▶ EXERCISE OBJECTIVE: Each entry must be given again exactly; images do not belong in the copy.

▶ ENTRIES SUPPLIED:
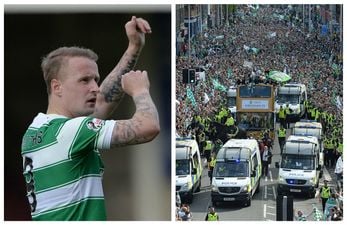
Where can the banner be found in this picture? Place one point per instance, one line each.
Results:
(218, 86)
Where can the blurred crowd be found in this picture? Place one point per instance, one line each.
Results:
(258, 41)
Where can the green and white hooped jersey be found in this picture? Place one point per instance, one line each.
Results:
(63, 169)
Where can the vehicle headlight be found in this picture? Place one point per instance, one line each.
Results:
(186, 187)
(313, 181)
(246, 188)
(281, 179)
(214, 188)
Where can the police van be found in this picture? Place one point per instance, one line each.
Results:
(299, 168)
(311, 128)
(294, 95)
(231, 99)
(237, 173)
(188, 168)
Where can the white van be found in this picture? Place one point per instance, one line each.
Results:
(231, 99)
(294, 95)
(299, 167)
(311, 128)
(237, 173)
(188, 168)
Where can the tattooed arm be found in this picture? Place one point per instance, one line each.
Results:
(111, 92)
(144, 125)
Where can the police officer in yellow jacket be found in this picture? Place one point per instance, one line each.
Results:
(325, 193)
(281, 137)
(282, 116)
(211, 215)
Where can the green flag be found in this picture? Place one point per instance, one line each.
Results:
(191, 97)
(230, 72)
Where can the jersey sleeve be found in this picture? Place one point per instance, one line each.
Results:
(84, 134)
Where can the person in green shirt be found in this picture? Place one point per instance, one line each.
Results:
(60, 149)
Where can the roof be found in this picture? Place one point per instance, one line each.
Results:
(183, 145)
(308, 124)
(238, 149)
(305, 145)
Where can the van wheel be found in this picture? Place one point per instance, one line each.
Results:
(258, 187)
(199, 186)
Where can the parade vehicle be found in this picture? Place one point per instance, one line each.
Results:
(294, 95)
(299, 169)
(311, 128)
(237, 173)
(231, 99)
(188, 168)
(255, 112)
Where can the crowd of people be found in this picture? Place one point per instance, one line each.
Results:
(231, 60)
(259, 41)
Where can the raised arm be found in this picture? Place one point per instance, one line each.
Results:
(144, 125)
(111, 92)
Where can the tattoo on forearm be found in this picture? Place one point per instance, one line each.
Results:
(112, 87)
(129, 131)
(146, 107)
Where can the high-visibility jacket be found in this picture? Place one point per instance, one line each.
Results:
(230, 121)
(325, 192)
(282, 114)
(330, 145)
(340, 147)
(313, 112)
(212, 217)
(208, 146)
(213, 162)
(317, 115)
(282, 132)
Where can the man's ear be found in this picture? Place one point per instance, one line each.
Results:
(56, 87)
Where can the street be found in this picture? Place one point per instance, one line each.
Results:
(263, 207)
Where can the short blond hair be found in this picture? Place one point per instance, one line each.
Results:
(52, 63)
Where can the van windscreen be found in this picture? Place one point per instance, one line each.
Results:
(298, 162)
(182, 167)
(287, 98)
(231, 169)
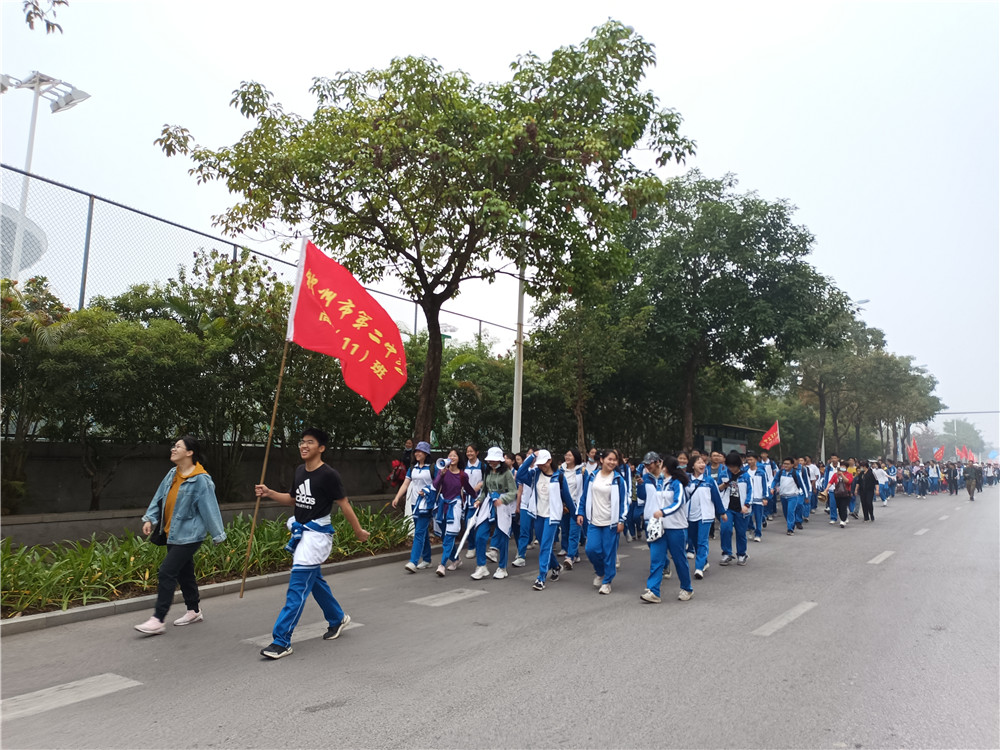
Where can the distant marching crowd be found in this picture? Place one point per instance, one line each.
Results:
(673, 503)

▶ TASK RESPONSE:
Where can the banner be found in this picture? Place one point per instance, one line each.
Results:
(218, 86)
Where can the blurred crowd be found in this picture? Place one point per instance, one line each.
Results:
(258, 41)
Where can the green and white hooped jersey be found in this picture? Place one point per instance, one line each.
Results:
(63, 169)
Where can the vehicle headlight be found in this picture? Place one point per instance, one line each.
Results:
(186, 187)
(313, 181)
(246, 188)
(281, 179)
(214, 188)
Where can the police van be found in this picture? Place one point per instance, one line each.
Results:
(299, 168)
(311, 128)
(294, 95)
(231, 99)
(237, 173)
(188, 168)
Where can the white van be found in this picture? Place one point per instance, one line each.
Results:
(231, 99)
(294, 95)
(299, 167)
(311, 128)
(237, 173)
(188, 168)
Where can the tattooed arm be found in this picture? Place one point per instance, one line each.
Results:
(111, 92)
(144, 125)
Where can the police officer in yellow jacket be found in this picture? Place one point per instance, one line each.
Results:
(325, 193)
(281, 137)
(282, 116)
(211, 215)
Where can the green flag be found in this picture? Place one point per instance, one line each.
Results:
(191, 97)
(230, 72)
Where can the jersey sleeve be found in this picture? Place one point per instance, one line each.
Results:
(84, 134)
Where can the person in green shirt be found in this picture? Place one point per instance, one line each.
Results:
(60, 149)
Where can the roof be found in this picture? Place one point per instance, one line each.
Results:
(183, 145)
(308, 124)
(238, 149)
(305, 145)
Where can the van wheel be found in this picture? Place one point per instance, one line each.
Results:
(258, 187)
(199, 186)
Where can the parade vehicle be found in this picture? Place one point per instance, one line each.
Results:
(294, 95)
(299, 169)
(311, 128)
(237, 173)
(231, 99)
(188, 168)
(255, 112)
Where can the crowd of people be found in this picture? Place one point per instance, one line each.
Results:
(231, 60)
(259, 41)
Where can the raised arm be found in this picture? Place one point per instance, one line each.
Results:
(144, 125)
(111, 92)
Where can the tattoo on forearm be found in this picture? Place one point per instance, one line each.
Results:
(112, 87)
(129, 131)
(146, 107)
Where can the high-visibility jacket be found in this picture? Place one point per instance, one line each.
Results:
(230, 121)
(325, 192)
(282, 114)
(330, 145)
(340, 147)
(313, 112)
(212, 217)
(208, 146)
(213, 162)
(317, 115)
(282, 132)
Where can the man's ear be found in this picture? Place one point per instance, one line each.
Results:
(56, 87)
Where can the street be found in this picture? Place one point per instance, one line each.
Results:
(263, 207)
Where can the short blond hair be found in this picture? Place one point per instance, one line each.
Results:
(52, 63)
Where can the van windscreen be found in this picture? Place one point per instance, one line each.
Results:
(298, 162)
(182, 167)
(287, 98)
(231, 169)
Where can the distant marching crowd be found in this picture? Place one point per instance, one line each.
Results:
(673, 503)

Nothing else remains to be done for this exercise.